** Opening Text passage block **

On Oct. 1, Fordham was announced as a recipient of a JedCampus Seal, recognizing the University’s high-quality, holistic mental health support programs.

Fordham is one of 30 universities nationwide to receive the seal, which signifies schools with comprehensive mental health promotion and suicide prevention programming on campus. The seal is part of the foundation’s JedCampus program, a national program to facilitate schools’ abilities to assess and enhance their mental health support systems.

“This recognition comes to Fordham at an important time,” said Jeffrey Gray, senior vice president for Student Affairs. “It recognizes a key variable that we have long considered to be the most important in our approach to student support in this area—an integrated approach that involves a well-defined network of campus professionals and offices, all focused on the care of the individual student, and the whole student.”

To earn the seal, Fordham took an online self-assessment that reviewed its campus mental health programming. The assessment was compared to other schools’ responses and to recommended practices outlined in the Jed Foundation’s Comprehensive Approach to Mental Health Promotion and Suicide Prevention on College and University Campuses.

The schools whose programs demonstrated a comprehensive, community-based approach to mental healthcare received the seal, which is valid for two years.

High quality, integrated mental healthcare are critical on campuses, said Jeffrey Ng, Psy.D., director of Fordham’s Counseling and Psychological Services (CPS), because students’ psychological and emotional health can enhance or interfere with all facets of their college experiences.

** Closing Text passage block **

Activity 1: In the passage on Fordham's JedCampus Seal, how long does the seal remain valid?
Activity 2: Continue the passage on Fordham's JedCampus Seal from where it stops.

** Opening Data provided block **

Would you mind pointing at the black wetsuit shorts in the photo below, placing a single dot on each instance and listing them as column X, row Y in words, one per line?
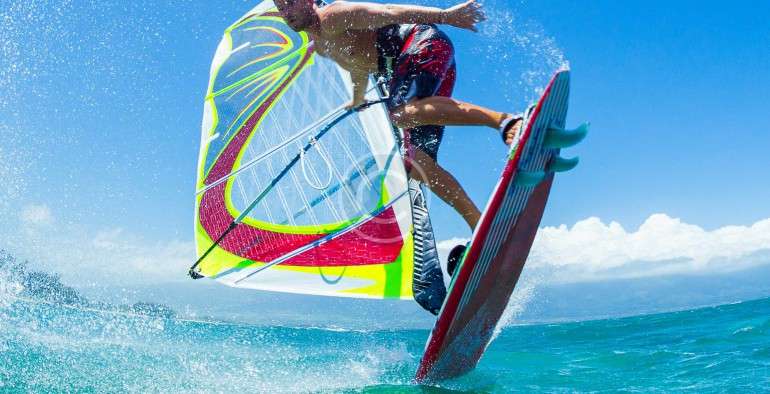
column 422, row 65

** Closing Data provided block **

Exercise response 1: Two years.

Exercise response 2:
“Learning and mental and emotional health are intertwined,” Ng said. “If we want students to thrive academically and intellectually, we need to attend to and nurture their psychological, emotional, spiritual, and physical health.”

Fordham CPS offers a variety of free and confidential services to students, including free individual and group counseling, psychological assessment, psychiatric services, individualized referrals, and crisis intervention and emergency services.

In addition to clinical services, CPS provides outreach and training programs to help faculty, staff, administrators, coaches, and other community members learn how to foster mental and emotional wellbeing among students, as well as recognize and respond appropriate to students in psychological distress.

“One of the tenets of our Jesuits education is cura personalis, care for the whole person, which is reflected in and informs our approach to promoting mental health and wellness here at Fordham,” Ng said. “Cultivating an emotionally and psychologically healthy community increases students’ intellectual and learning capacities, and helps them to flourish inside and outside the classroom.”